-- DOCUMENT PASSAGE --
Public consciousness of the US Empire's existence began in 1898, when the empire officially came into being. So did public awareness of the identity of its principal promoters and beneficiaries, who today continue to be political and economic elites. What has changed is intensified popular attention to its operations, influenced no doubt by the willingness of its planners and apologists to espouse its cause publicly and aggressively. In this respect, open propaganda in the cause of US empire has returned to its roots at the end of the 19th century, when the US made Cuba an economic colony and annexed Hawaii, Guam, Puerto Rico, and the Philippines, the latter entailing the wholesale massacre of Filipinos (500,000), all but 20,000 of them civilians.

Data items:
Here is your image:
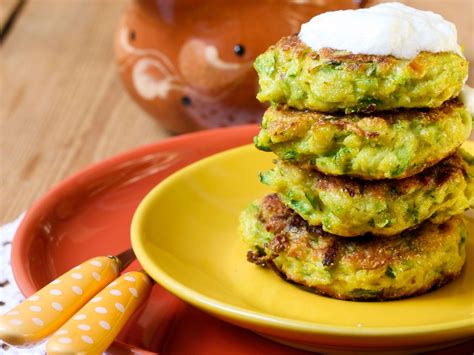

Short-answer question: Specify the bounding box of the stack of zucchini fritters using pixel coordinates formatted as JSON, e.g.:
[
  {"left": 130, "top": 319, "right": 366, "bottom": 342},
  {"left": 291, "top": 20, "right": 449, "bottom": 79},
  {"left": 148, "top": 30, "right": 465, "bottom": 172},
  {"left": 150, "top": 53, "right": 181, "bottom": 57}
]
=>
[{"left": 240, "top": 35, "right": 474, "bottom": 300}]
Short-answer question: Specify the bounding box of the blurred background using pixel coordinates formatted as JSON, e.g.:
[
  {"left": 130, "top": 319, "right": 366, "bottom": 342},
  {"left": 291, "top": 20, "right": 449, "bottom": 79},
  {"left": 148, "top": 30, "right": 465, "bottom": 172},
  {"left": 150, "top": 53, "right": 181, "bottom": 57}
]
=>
[{"left": 0, "top": 0, "right": 474, "bottom": 223}]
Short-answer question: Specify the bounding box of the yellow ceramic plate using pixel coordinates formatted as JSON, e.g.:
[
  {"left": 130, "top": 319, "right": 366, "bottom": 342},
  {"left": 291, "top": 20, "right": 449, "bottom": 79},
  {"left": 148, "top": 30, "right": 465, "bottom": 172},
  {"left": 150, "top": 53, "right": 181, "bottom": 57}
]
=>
[{"left": 132, "top": 142, "right": 474, "bottom": 352}]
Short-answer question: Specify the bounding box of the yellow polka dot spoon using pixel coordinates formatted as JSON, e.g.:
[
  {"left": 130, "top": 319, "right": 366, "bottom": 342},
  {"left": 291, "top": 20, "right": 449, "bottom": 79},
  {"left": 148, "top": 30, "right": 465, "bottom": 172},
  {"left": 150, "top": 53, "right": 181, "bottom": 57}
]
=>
[{"left": 0, "top": 249, "right": 153, "bottom": 354}]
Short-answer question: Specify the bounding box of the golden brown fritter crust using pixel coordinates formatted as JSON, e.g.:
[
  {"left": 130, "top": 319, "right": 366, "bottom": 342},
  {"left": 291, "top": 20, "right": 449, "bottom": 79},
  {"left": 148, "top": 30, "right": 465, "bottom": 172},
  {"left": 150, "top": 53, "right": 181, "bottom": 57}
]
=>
[
  {"left": 248, "top": 194, "right": 464, "bottom": 301},
  {"left": 295, "top": 153, "right": 465, "bottom": 202}
]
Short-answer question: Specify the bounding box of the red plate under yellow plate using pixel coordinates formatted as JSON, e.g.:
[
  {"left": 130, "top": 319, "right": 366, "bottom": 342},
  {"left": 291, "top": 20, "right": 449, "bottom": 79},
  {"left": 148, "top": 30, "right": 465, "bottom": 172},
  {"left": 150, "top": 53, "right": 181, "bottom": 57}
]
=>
[{"left": 12, "top": 126, "right": 474, "bottom": 354}]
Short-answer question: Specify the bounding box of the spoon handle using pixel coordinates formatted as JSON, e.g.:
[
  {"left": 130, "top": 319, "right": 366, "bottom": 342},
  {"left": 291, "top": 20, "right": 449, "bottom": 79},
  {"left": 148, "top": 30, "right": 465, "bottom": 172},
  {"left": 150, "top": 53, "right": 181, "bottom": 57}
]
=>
[
  {"left": 0, "top": 256, "right": 120, "bottom": 346},
  {"left": 46, "top": 271, "right": 152, "bottom": 355}
]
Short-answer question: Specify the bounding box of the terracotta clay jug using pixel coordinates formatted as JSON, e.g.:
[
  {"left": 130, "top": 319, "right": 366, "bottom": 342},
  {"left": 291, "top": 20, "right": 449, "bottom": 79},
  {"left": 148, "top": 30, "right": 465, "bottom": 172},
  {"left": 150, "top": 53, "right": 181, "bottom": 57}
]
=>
[{"left": 115, "top": 0, "right": 360, "bottom": 133}]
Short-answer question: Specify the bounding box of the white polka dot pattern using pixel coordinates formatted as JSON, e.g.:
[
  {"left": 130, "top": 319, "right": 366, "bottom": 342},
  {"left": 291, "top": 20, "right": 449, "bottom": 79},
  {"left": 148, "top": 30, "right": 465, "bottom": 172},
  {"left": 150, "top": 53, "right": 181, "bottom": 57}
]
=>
[
  {"left": 0, "top": 257, "right": 118, "bottom": 345},
  {"left": 46, "top": 271, "right": 152, "bottom": 353}
]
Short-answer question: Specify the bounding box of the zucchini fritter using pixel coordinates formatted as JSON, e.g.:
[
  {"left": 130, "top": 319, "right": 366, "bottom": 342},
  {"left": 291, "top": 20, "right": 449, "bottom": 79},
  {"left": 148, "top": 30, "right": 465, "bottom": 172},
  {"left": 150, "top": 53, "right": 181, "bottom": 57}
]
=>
[
  {"left": 255, "top": 100, "right": 472, "bottom": 180},
  {"left": 240, "top": 194, "right": 467, "bottom": 301},
  {"left": 254, "top": 35, "right": 468, "bottom": 113},
  {"left": 260, "top": 149, "right": 474, "bottom": 237}
]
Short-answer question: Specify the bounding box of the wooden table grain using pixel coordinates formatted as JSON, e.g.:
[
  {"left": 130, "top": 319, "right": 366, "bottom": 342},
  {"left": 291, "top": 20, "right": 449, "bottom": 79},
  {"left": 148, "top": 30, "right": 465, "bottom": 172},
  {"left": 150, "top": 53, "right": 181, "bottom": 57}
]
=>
[
  {"left": 0, "top": 0, "right": 474, "bottom": 224},
  {"left": 0, "top": 0, "right": 169, "bottom": 223}
]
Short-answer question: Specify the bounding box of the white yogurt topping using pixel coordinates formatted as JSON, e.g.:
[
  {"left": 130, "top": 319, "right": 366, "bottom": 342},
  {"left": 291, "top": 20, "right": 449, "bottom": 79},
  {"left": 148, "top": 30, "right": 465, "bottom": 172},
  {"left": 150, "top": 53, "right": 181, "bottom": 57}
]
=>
[{"left": 299, "top": 2, "right": 462, "bottom": 59}]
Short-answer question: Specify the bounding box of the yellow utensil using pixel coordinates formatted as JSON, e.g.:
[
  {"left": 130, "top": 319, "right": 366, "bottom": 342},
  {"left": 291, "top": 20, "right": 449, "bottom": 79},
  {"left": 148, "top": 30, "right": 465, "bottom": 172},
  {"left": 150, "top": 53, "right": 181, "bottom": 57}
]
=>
[
  {"left": 0, "top": 249, "right": 152, "bottom": 354},
  {"left": 46, "top": 271, "right": 152, "bottom": 354}
]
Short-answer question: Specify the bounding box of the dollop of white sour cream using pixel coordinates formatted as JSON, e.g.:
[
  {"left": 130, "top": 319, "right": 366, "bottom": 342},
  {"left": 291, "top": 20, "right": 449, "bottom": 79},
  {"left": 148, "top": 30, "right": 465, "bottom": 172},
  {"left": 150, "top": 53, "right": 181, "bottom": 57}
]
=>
[{"left": 299, "top": 3, "right": 462, "bottom": 59}]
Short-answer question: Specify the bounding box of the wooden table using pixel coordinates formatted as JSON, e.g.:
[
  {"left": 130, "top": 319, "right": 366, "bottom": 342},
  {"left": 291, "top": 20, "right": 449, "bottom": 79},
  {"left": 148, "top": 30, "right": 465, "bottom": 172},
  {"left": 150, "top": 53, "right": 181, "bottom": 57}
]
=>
[
  {"left": 0, "top": 0, "right": 169, "bottom": 223},
  {"left": 0, "top": 0, "right": 474, "bottom": 223}
]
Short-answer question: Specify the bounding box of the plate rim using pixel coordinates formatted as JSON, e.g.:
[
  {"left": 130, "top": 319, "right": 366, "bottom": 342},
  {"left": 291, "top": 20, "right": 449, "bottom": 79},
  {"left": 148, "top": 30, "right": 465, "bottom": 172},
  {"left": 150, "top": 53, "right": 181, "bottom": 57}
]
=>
[
  {"left": 130, "top": 144, "right": 474, "bottom": 339},
  {"left": 10, "top": 124, "right": 258, "bottom": 297}
]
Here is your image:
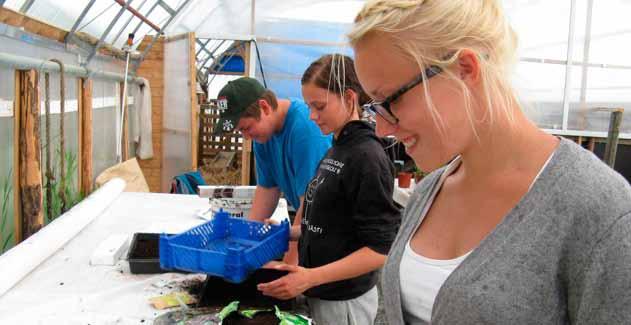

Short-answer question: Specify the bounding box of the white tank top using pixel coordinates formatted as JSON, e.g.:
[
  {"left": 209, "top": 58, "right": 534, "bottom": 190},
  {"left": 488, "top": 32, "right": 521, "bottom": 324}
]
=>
[{"left": 399, "top": 155, "right": 552, "bottom": 324}]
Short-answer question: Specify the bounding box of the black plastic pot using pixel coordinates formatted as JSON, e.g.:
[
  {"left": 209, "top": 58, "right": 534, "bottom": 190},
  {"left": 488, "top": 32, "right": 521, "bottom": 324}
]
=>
[{"left": 127, "top": 233, "right": 173, "bottom": 274}]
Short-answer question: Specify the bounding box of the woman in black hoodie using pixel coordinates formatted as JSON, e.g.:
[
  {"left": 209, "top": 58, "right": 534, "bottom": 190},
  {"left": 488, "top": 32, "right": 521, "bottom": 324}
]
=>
[{"left": 259, "top": 54, "right": 400, "bottom": 324}]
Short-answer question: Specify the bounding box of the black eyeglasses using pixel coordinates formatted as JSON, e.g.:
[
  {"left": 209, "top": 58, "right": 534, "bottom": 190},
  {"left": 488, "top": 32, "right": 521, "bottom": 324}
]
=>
[{"left": 362, "top": 65, "right": 443, "bottom": 124}]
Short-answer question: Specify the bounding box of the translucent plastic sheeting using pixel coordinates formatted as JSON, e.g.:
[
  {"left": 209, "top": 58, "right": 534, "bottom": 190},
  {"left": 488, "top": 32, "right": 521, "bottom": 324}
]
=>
[
  {"left": 162, "top": 38, "right": 192, "bottom": 192},
  {"left": 568, "top": 67, "right": 631, "bottom": 133},
  {"left": 513, "top": 62, "right": 565, "bottom": 129},
  {"left": 0, "top": 67, "right": 15, "bottom": 254},
  {"left": 92, "top": 80, "right": 118, "bottom": 179},
  {"left": 589, "top": 1, "right": 631, "bottom": 66},
  {"left": 0, "top": 30, "right": 125, "bottom": 78}
]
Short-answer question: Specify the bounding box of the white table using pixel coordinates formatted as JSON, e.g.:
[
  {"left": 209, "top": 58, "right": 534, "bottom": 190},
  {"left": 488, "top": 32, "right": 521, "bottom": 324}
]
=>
[{"left": 0, "top": 186, "right": 286, "bottom": 325}]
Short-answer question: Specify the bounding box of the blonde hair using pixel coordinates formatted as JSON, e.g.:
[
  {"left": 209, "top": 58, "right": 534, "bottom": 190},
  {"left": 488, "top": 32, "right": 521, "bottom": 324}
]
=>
[{"left": 348, "top": 0, "right": 517, "bottom": 136}]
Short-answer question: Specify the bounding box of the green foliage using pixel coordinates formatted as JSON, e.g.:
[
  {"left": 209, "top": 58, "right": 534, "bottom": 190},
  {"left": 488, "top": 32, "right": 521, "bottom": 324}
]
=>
[
  {"left": 43, "top": 150, "right": 83, "bottom": 223},
  {"left": 0, "top": 170, "right": 13, "bottom": 254}
]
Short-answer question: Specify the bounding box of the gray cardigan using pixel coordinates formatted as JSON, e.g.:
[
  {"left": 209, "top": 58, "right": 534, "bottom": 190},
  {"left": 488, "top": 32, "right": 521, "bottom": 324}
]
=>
[{"left": 382, "top": 139, "right": 631, "bottom": 325}]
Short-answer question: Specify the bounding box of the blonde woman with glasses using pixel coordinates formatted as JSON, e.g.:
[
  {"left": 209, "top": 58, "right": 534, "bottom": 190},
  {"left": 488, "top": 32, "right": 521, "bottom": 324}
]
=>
[{"left": 349, "top": 0, "right": 631, "bottom": 324}]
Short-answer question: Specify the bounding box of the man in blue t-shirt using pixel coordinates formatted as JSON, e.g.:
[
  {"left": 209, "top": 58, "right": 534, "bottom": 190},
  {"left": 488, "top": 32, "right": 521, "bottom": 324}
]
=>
[{"left": 214, "top": 77, "right": 332, "bottom": 264}]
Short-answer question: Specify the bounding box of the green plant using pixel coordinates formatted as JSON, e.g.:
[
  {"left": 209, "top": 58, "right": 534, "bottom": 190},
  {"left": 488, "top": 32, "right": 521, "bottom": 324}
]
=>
[
  {"left": 43, "top": 150, "right": 83, "bottom": 223},
  {"left": 0, "top": 170, "right": 13, "bottom": 254}
]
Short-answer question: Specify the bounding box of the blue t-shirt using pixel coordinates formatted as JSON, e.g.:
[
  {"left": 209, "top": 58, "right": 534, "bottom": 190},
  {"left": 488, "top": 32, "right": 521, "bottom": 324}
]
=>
[{"left": 254, "top": 98, "right": 332, "bottom": 209}]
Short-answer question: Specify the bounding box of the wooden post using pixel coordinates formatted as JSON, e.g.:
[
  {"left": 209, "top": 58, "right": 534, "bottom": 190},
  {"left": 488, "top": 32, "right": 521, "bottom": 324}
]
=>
[
  {"left": 13, "top": 70, "right": 23, "bottom": 244},
  {"left": 15, "top": 70, "right": 44, "bottom": 240},
  {"left": 78, "top": 78, "right": 93, "bottom": 197},
  {"left": 604, "top": 108, "right": 624, "bottom": 168},
  {"left": 188, "top": 33, "right": 199, "bottom": 170},
  {"left": 587, "top": 137, "right": 596, "bottom": 152},
  {"left": 119, "top": 82, "right": 129, "bottom": 162}
]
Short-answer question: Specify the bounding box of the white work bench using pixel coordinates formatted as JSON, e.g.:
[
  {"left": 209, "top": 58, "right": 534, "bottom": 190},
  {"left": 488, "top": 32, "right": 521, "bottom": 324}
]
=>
[
  {"left": 0, "top": 180, "right": 288, "bottom": 325},
  {"left": 0, "top": 180, "right": 411, "bottom": 325}
]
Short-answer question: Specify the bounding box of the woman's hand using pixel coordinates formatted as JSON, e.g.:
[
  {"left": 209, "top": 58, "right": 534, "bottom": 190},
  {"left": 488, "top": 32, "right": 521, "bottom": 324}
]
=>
[{"left": 257, "top": 263, "right": 317, "bottom": 300}]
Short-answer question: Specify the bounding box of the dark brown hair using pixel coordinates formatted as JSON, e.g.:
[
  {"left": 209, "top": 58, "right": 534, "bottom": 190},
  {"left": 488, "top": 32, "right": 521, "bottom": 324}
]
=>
[
  {"left": 300, "top": 54, "right": 370, "bottom": 105},
  {"left": 239, "top": 89, "right": 278, "bottom": 120}
]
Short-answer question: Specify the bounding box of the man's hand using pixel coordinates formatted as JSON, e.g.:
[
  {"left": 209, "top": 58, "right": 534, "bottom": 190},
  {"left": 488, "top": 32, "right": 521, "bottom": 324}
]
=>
[{"left": 257, "top": 262, "right": 317, "bottom": 300}]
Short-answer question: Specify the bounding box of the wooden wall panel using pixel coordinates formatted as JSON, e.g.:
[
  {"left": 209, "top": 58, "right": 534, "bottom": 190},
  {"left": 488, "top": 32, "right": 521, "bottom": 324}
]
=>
[
  {"left": 78, "top": 78, "right": 93, "bottom": 196},
  {"left": 137, "top": 37, "right": 164, "bottom": 192},
  {"left": 15, "top": 70, "right": 44, "bottom": 242}
]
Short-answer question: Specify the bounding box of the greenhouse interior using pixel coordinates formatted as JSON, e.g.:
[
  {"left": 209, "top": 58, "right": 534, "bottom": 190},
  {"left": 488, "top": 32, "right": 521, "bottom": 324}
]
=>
[{"left": 0, "top": 0, "right": 631, "bottom": 324}]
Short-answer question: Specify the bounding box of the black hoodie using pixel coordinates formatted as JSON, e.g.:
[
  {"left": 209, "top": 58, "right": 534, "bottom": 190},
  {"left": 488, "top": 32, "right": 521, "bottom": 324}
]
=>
[{"left": 299, "top": 121, "right": 401, "bottom": 300}]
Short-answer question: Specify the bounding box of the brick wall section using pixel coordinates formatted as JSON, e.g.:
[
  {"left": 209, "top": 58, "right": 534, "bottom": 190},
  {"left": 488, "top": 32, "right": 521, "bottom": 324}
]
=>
[{"left": 137, "top": 37, "right": 164, "bottom": 192}]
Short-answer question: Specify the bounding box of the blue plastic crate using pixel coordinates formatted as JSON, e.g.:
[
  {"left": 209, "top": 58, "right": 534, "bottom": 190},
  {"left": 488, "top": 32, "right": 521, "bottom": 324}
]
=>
[{"left": 160, "top": 211, "right": 289, "bottom": 283}]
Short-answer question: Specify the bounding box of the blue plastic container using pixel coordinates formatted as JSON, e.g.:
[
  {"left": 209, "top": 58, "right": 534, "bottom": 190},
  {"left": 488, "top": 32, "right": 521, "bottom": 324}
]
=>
[{"left": 160, "top": 210, "right": 289, "bottom": 283}]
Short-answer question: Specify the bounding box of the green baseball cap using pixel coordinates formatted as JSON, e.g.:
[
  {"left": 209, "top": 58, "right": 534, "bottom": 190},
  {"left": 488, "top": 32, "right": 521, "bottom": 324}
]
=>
[{"left": 213, "top": 77, "right": 265, "bottom": 135}]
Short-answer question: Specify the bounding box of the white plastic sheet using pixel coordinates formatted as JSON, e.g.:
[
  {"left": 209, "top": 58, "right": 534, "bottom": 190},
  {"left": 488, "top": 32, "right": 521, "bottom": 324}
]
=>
[
  {"left": 0, "top": 185, "right": 208, "bottom": 325},
  {"left": 0, "top": 179, "right": 125, "bottom": 297}
]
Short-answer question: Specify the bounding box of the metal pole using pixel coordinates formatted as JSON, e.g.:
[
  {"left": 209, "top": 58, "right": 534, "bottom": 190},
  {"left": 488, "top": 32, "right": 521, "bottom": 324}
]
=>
[
  {"left": 579, "top": 0, "right": 594, "bottom": 129},
  {"left": 0, "top": 52, "right": 141, "bottom": 83},
  {"left": 604, "top": 108, "right": 624, "bottom": 168},
  {"left": 116, "top": 50, "right": 131, "bottom": 163},
  {"left": 562, "top": 0, "right": 576, "bottom": 130}
]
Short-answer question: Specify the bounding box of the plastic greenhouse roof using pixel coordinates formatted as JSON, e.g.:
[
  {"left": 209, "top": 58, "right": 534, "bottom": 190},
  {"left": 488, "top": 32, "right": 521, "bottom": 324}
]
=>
[{"left": 0, "top": 0, "right": 631, "bottom": 134}]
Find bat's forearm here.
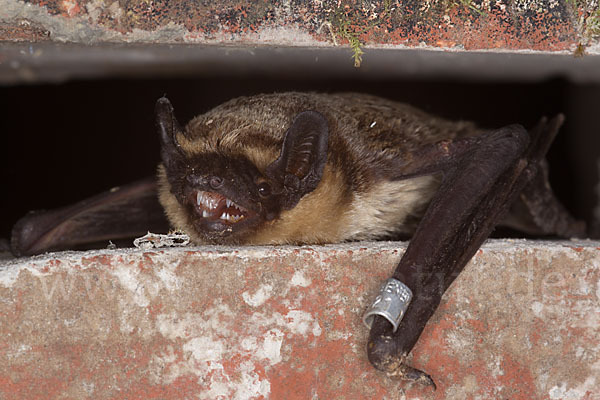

-- WHAT TO WORK ON --
1. Answer these questions from the text on the US Empire:
(a) In what year did the empire officially come into being?
(b) Who are its principal promoters and beneficiaries today?
(c) Which places did the US annex?
2. Extend the text on the US Empire from where it stops.
These lines have no connection to the text on the US Empire.

-- RESPONSES PER TASK --
1.
(a) 1898
(b) Political and economic elites
(c) Hawaii, Guam, Puerto Rico, and the Philippines

2.
Popular consciousness, however, has not retrieved the American roots of the terms "imperialism" and "anti-imperialism." They came out of the Anti-Imperialist League, the first mass US peace movement, with a membership of 30-50,000 in the years 1898-1902. The Anti-Imperialist League included such notables as Mark Twain, William James, Samuel Gompers, Andrew Carnegie, Carl Schurz, and Jane Addams, as well as a large labor and women's movement base. One of the arguments the League used against US seizure of other countries was that imperialism violated American traditions and ideals, that is, it was unamerican. Thus the terms (anti-) imperialism (-ist) are not a foreign import but thoroughly American, as American as motherhood and apple pie.
Three European continental empires collapsed after World War 1, and most overseas colonies held by European states gained their independence after World War 2. Into this turmoil stepped the US, which exploited the opportunity of expanding its global reach without the formal annexation of colonies. Under the cover of first the Cold War, and then--following the collapse of the socialist bloc and the non-aligned movement--of "national security" and the "war on terrorism," the US emerged as the dominant military power and imperialist force on the planet.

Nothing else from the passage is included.